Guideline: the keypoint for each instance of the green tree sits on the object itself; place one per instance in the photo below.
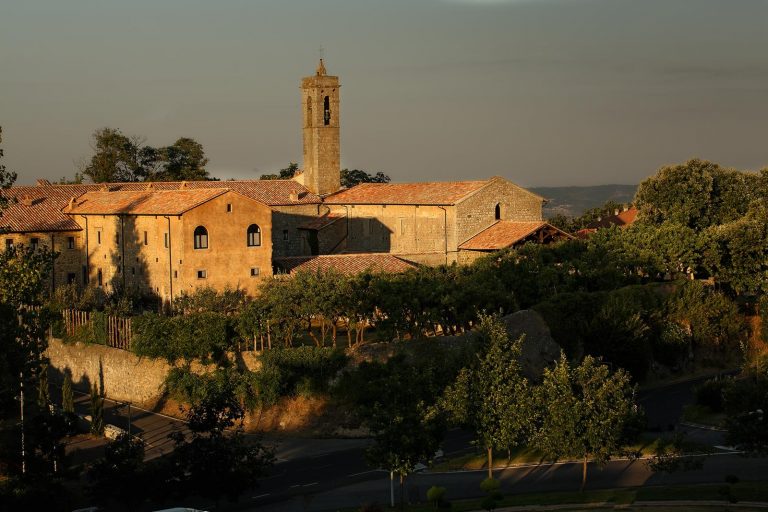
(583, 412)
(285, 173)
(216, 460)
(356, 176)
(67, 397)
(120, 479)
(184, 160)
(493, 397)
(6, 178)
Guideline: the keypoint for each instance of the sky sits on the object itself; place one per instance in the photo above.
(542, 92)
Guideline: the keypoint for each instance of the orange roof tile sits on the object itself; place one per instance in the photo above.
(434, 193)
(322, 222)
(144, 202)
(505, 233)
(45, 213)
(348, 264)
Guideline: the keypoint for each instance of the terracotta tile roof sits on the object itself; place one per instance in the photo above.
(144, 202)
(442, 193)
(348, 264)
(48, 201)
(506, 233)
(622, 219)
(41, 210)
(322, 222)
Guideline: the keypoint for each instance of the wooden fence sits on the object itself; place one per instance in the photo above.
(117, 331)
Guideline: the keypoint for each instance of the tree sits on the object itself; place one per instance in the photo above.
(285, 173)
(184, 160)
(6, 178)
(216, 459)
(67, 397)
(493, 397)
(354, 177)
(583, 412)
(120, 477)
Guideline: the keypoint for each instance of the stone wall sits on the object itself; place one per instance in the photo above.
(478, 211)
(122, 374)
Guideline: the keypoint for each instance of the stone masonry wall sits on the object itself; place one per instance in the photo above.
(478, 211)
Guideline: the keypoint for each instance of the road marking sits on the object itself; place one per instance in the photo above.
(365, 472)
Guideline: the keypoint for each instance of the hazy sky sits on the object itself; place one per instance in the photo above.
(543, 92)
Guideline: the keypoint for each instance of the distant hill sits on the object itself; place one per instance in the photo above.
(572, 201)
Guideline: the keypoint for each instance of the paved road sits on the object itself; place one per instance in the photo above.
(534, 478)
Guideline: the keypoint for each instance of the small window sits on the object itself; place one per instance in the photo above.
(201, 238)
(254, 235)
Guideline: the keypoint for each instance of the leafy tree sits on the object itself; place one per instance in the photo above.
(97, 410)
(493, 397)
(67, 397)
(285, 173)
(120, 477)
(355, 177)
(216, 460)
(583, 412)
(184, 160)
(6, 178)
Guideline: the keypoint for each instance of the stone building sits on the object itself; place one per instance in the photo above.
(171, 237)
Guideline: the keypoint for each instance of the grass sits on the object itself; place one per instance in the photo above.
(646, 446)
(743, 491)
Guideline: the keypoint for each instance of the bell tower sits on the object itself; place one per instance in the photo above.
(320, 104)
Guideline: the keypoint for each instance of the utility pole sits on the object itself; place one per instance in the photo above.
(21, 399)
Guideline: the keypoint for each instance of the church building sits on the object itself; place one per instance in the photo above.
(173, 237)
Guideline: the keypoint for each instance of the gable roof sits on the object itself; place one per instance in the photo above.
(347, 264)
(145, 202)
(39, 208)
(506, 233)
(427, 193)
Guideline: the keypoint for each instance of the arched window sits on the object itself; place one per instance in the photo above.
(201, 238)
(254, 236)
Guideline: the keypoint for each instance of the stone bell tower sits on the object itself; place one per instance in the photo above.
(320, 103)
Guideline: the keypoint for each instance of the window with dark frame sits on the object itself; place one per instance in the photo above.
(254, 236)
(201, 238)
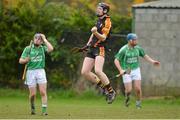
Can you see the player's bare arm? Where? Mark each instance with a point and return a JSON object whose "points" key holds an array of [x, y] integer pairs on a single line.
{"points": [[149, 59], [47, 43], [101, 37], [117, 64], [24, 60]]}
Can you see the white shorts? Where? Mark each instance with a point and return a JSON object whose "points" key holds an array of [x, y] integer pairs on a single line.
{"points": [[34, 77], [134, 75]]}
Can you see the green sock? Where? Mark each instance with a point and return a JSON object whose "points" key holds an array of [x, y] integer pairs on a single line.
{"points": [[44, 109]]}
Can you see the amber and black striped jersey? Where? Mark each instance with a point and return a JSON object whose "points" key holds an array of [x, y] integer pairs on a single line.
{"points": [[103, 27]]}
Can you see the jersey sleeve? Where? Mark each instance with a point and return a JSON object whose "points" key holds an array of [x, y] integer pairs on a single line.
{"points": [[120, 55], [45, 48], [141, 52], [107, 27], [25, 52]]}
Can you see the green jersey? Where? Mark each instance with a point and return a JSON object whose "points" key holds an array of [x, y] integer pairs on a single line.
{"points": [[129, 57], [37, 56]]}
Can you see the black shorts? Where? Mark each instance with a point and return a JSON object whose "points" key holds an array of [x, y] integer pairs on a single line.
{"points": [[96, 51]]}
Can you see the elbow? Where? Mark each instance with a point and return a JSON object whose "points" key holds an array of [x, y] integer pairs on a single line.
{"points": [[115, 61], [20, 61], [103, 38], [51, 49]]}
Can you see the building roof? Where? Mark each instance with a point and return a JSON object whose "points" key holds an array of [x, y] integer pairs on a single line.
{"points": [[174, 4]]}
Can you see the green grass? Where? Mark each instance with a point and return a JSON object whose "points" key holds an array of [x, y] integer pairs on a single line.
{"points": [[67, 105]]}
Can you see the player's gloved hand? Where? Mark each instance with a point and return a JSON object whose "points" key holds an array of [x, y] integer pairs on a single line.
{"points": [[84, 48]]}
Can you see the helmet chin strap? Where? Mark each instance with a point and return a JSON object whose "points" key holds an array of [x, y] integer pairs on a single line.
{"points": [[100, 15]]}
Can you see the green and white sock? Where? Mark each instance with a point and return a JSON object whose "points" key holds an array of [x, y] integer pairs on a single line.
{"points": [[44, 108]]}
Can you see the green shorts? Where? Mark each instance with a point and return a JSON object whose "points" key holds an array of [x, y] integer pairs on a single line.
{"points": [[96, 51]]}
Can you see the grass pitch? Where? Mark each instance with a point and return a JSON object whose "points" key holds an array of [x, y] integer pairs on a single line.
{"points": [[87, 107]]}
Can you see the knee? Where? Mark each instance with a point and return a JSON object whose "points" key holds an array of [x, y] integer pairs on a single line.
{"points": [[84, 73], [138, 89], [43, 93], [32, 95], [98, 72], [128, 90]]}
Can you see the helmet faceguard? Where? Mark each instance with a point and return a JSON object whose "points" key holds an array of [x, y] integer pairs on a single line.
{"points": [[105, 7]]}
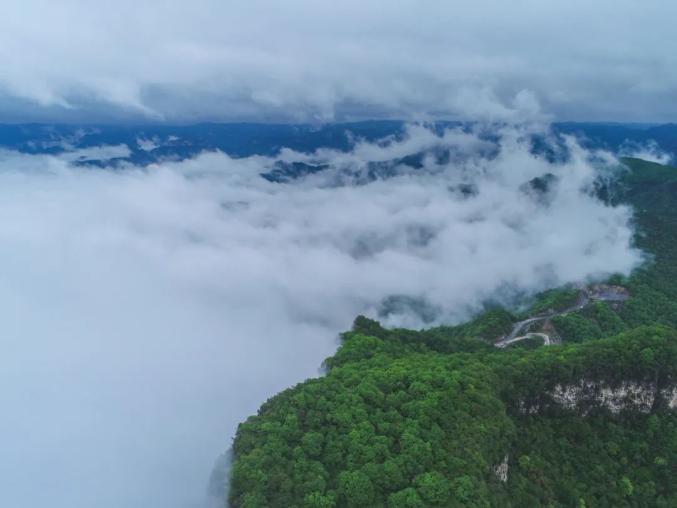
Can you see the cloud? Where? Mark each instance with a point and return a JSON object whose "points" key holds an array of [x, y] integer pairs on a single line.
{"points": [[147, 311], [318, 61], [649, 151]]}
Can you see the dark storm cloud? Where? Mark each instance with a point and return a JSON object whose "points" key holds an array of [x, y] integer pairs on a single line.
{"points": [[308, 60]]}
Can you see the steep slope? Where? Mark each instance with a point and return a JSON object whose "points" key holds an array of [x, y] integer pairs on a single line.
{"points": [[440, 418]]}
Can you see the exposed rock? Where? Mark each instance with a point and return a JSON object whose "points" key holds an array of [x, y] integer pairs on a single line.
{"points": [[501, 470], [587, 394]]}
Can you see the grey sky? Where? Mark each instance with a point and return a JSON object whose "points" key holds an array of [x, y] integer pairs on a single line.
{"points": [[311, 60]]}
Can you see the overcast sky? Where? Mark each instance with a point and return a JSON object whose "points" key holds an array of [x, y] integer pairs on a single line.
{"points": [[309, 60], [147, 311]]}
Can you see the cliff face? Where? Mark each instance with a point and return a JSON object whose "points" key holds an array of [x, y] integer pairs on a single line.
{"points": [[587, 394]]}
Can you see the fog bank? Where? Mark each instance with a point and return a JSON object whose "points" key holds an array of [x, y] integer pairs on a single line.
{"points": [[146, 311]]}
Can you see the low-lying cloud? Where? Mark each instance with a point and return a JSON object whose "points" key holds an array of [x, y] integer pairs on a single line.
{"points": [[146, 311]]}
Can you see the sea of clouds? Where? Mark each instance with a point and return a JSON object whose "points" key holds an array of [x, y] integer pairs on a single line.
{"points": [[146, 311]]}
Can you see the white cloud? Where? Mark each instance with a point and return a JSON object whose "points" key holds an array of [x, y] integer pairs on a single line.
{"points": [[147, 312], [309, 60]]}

┄┄┄┄┄┄

=== TASK BRIEF ===
Reproduce precisely the span of lines that begins at the line containing "Can you see the white cloud?" and ends with the last line of the listing.

=== WRITTEN ANSWER ===
Can you see the white cloud? Where? Mark each instance with a point and return a JSON object whose "points" key holds an array of [x, y] integer pairs on a single line.
{"points": [[147, 312], [309, 60]]}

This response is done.